CONSEGNA -
Trasforma in un elenco puntato più breve il paragrafo della recensione di «Guardami» che comincia con «Vediamo. Ammetto che», conservandone i fatti principali.

BRANO FORNITO -
E buongiorno! Dai,
stavolta invece di stare a nicchiare mi limito a invitarvi a leggere
il precedente post, quello sul Salone del Libro, se ancora non
l'avete fatto. Poi basta, che sennò mi metto a sproloquiare per
mezza pagina. Mi limito ad un compiaciuto 'Aha!' innanzi alla pioggia
che ha debitamente abbassato le temperature, con mia grande
soddisfazione. Peccato che avessi appena tolto il piumone.
Guardami di Jennifer
Egan – traduzione di Matteo Colombo e Martina Testa – MinimumFax,
2012
Vediamo. Ammetto che
questa lettura mi ha lasciata un po' incerta sulla valutazione, alla
fine. Mi ha catturata subito, la lettura è stata inizialmente quasi
esaltante. Mi sono piaciuti i personaggi, il modo in cui sono stati
costruiti e presentati, le loro ambizioni, la loro confusione, il
modo in cui i filoni narrativi si alternano e si amalgamano. E poi la
trama è bella. Interessante, un po' maledetta. Ci sono due
protagoniste, queste due Charlotte intimamente e inconsapevolmente
legate. La prima è una modella trentacinquenne il cui volto rimane
sfigurato da un incidente in macchina e che si trova a doversi
riabituare a un nuovo viso, a una nuova vita. Non vuole lasciare la
carriera di modella, eppure è mutata troppo per poter rientrare nel
giro. Parla della piccola, limitatissima cittadina in cui è
cresciuta e dalla quale è fuggita. Scorriamo impotenti l'angosciante
disperazione in cui il cambiamento l'ha gettata. I suoi capitoli sono
gli unici in prima persona.
Poi c'è l'altra
Charlotte, la cui madre è stata la migliore amica della prima
Charlotte. È una ragazzina di sedici anni, un po' outcast e un
po'... beh, non so come descriverla. È strana, questo sì. Ma forse
è strana come lo sono tutte le sedicenni. È vero che quando si
cresce si dimentica. E insomma, c'è questa ragazzina che inizia a
prendere lezioni private dallo zio Moose, che è un personaggio
semplicemente meraviglioso, geniale e confuso, tremendamente fragile.

SEZIONE DATI -

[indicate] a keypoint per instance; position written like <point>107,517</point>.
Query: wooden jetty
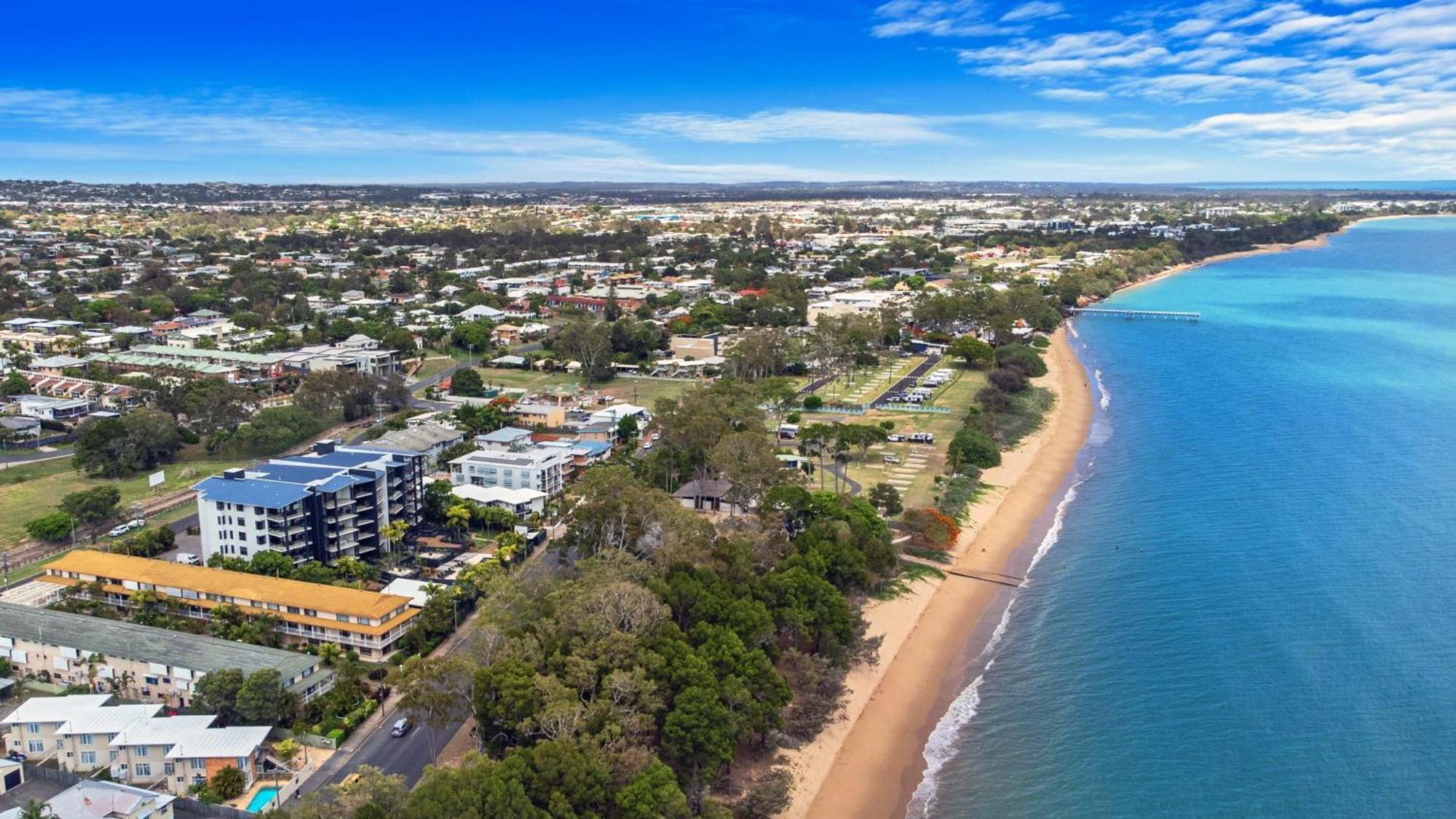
<point>988,576</point>
<point>1123,314</point>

RISULTATO DEL COMPITO -
- Alla fine la lettura lascia incertezza sulla valutazione, anche se ha catturato subito ed è stata all'inizio quasi esaltante.
- Sono piaciuti i personaggi, con la loro costruzione, presentazione, ambizioni e confusione, e il modo in cui i filoni narrativi si alternano e si amalgamano.
- La trama è bella, interessante e un po' maledetta.
- Le protagoniste sono due Charlotte, legate intimamente e inconsapevolmente.
- La prima è una modella di trentacinque anni, con il volto sfigurato da un incidente in macchina, che deve riabituarsi a un nuovo viso e a una nuova vita.
- Non vuole lasciare la carriera di modella, ma è cambiata troppo per rientrare nel giro.
- Parla della piccola cittadina in cui è cresciuta e da cui è fuggita, e il lettore assiste impotente alla sua disperazione.
- I suoi capitoli sono gli unici in prima persona.